- Opening Delimiter -
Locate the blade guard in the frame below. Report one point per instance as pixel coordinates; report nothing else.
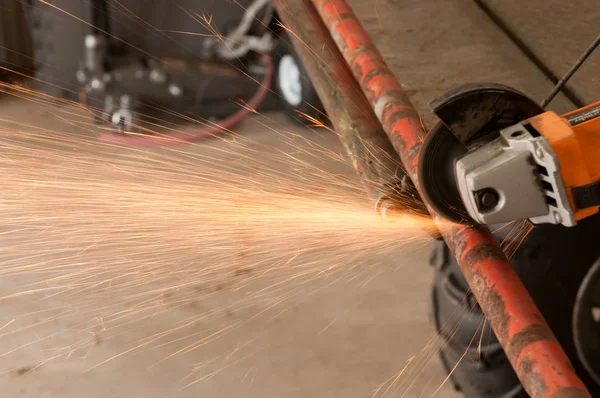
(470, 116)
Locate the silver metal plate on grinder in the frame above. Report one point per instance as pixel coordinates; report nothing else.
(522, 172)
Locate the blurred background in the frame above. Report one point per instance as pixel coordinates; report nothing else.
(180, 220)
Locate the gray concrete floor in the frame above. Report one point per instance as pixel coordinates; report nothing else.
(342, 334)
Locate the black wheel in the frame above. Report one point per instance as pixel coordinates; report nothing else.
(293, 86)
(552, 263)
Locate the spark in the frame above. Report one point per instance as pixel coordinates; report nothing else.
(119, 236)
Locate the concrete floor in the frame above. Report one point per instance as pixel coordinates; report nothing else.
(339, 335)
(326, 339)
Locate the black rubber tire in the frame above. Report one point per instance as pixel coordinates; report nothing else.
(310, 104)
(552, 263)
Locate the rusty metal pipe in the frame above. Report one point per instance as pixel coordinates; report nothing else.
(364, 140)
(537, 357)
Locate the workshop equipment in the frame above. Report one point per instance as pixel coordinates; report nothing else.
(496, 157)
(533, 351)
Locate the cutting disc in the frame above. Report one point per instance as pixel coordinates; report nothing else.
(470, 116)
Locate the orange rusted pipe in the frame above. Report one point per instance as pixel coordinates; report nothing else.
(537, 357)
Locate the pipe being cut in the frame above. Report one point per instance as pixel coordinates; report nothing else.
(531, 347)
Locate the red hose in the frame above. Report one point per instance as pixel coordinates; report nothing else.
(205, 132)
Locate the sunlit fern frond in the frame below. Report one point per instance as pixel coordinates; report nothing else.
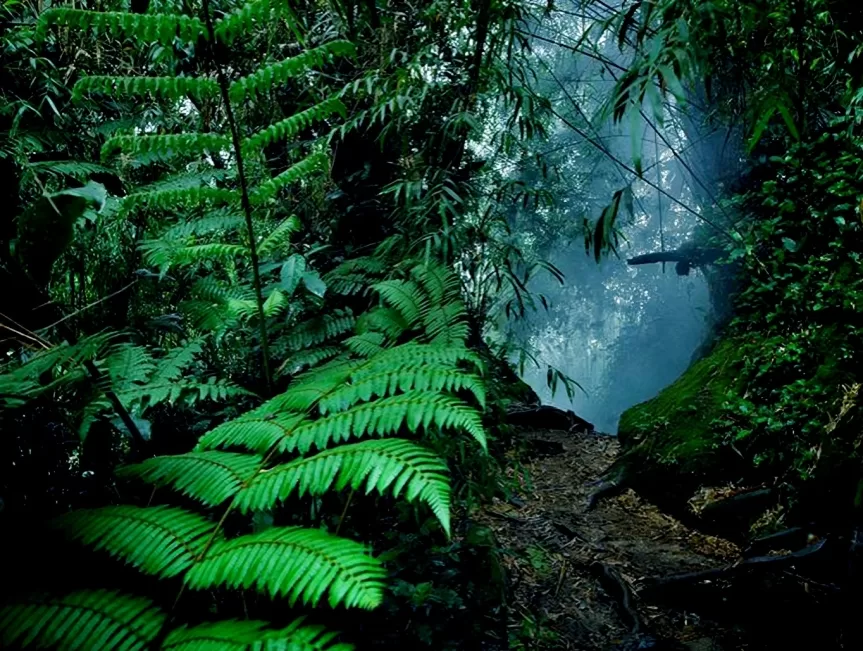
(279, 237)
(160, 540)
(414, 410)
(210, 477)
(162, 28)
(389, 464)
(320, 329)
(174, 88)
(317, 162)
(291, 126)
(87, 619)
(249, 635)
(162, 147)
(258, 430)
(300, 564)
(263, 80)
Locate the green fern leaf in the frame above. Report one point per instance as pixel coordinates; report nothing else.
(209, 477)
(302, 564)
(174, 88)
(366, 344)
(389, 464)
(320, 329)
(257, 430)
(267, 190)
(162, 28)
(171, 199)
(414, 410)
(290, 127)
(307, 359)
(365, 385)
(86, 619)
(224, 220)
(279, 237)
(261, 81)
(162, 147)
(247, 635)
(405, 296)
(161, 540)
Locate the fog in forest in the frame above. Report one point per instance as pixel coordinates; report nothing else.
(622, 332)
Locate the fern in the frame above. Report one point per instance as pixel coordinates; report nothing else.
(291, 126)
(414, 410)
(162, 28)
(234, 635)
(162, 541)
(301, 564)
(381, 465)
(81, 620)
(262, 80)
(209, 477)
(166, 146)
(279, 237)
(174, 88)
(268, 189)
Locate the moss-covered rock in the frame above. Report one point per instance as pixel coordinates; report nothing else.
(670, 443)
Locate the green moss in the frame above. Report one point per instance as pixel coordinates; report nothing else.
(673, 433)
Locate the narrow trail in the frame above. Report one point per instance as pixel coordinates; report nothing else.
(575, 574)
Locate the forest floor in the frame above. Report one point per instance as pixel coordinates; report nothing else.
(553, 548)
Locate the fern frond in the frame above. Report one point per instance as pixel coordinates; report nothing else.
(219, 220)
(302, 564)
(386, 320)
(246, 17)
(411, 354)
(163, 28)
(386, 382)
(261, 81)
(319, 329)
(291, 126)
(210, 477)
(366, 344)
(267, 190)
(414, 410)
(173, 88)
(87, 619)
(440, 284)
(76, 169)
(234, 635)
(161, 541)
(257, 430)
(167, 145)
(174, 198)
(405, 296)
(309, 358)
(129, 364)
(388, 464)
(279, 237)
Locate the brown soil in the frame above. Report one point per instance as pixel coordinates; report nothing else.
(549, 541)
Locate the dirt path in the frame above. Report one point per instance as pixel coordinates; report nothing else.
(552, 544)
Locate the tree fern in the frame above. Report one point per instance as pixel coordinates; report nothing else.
- Closing Delimiter -
● **EXERCISE PROMPT**
Word for word, restate every line of the listing, omitting the pictures.

● **WORKED SOLUTION**
Locate the blade guard in the frame below. Report one point per instance as pixel coordinates; report nothing else.
(470, 116)
Locate the silver metal plate on grinder in the frame above. Report one point per instance as pixel coordinates; report nothing else.
(522, 172)
Locate the blurred background in the frame above. Report one point per instance as pixel coordinates; report nothing else.
(180, 220)
Locate the gray concrete floor in the frame above. Report one point per instance as pixel coordinates; report nothing else.
(342, 334)
Locate the black wheel in the frame above. Report one point per instance as pixel coordinates; report nothing else.
(293, 86)
(552, 263)
Locate the spark in the frame above. Report one point per instance as pixel coordinates; report nothing else.
(119, 236)
Locate the concrete floor in the frame above. Report one point per instance as pixel coordinates; report nothing else.
(339, 335)
(326, 339)
Locate the black rubber tire in the frame above. Report one point per instance as pixel coordinates; report nothing else.
(310, 104)
(552, 263)
Locate the rusty metal pipe in the frame above. Report one point per instance as pixel coordinates; report nothing else.
(364, 140)
(537, 357)
Locate the workshop equipment in the frame above. Report one point per instance as pixel coordinates; report nothing else.
(496, 157)
(533, 351)
Locate the cutting disc in the frame above. Report one point per instance as pixel coordinates; report nothing else.
(470, 116)
Locate the orange rusted pipe in the frame above. Report one point per instance as pixel coordinates; report nothing else.
(537, 357)
Locate the pipe being cut in the frame above. Report one point per instance as pixel coordinates; report nothing else.
(531, 347)
Locate the red hose in the frame above. Report one point per instance as pixel coordinates; report nothing else.
(205, 132)
Locate the sunlit fern frond in the frame below. Report one point per instance as pixel coordinates; report nothing else.
(279, 237)
(160, 540)
(414, 410)
(210, 477)
(162, 28)
(389, 464)
(320, 329)
(174, 88)
(317, 162)
(291, 126)
(87, 619)
(249, 635)
(162, 147)
(258, 430)
(300, 564)
(263, 80)
Locate the green fern leaf in the frame above. Report one point per instance as pixel coordinates; report nothing else.
(209, 477)
(302, 564)
(174, 88)
(366, 344)
(389, 464)
(320, 329)
(257, 430)
(267, 190)
(162, 28)
(171, 199)
(414, 410)
(290, 127)
(307, 359)
(365, 385)
(86, 619)
(224, 220)
(279, 237)
(261, 81)
(162, 147)
(247, 635)
(405, 296)
(161, 540)
Locate the fog in forest in the frame above. Report one point per instance as pixel coordinates; report nothing else.
(622, 332)
Locate the fern in the frame above. Report one point per instance as pixel coordinates; report nothing else.
(291, 126)
(414, 410)
(162, 28)
(234, 635)
(162, 541)
(301, 564)
(381, 465)
(81, 620)
(262, 80)
(209, 477)
(166, 146)
(279, 237)
(174, 88)
(268, 189)
Locate the moss-covered rock in the frame above. Report one point per instance as pixel coordinates; report nothing else.
(670, 443)
Locate the green moss in the frame above. Report one point per instance as pixel coordinates; report nothing else.
(673, 433)
Locate the narrow trail in the frame above. Report one point per instance as pixel coordinates; report nothing else.
(575, 574)
Locate the forest floor in the frame above. Report one point per instance as pixel coordinates; report nothing else.
(553, 548)
Locate the fern frond in the frame above. Report one point per instance as pixel coordinates; report nothing else.
(219, 220)
(302, 564)
(386, 320)
(246, 17)
(411, 354)
(163, 28)
(386, 382)
(261, 81)
(319, 329)
(291, 126)
(210, 477)
(366, 344)
(267, 190)
(414, 410)
(173, 88)
(87, 619)
(440, 284)
(76, 169)
(234, 635)
(161, 541)
(257, 430)
(167, 145)
(174, 198)
(405, 296)
(309, 358)
(129, 364)
(388, 464)
(279, 237)
Locate the brown soil in the frame above. Report one point per instance as pixel coordinates; report nothing else.
(549, 541)
Locate the dirt path in the frame above. Report one point per instance as pixel coordinates; report nothing else.
(552, 544)
Locate the tree fern in the frame above. Report one point per instance as pixel coordinates; report nothing else.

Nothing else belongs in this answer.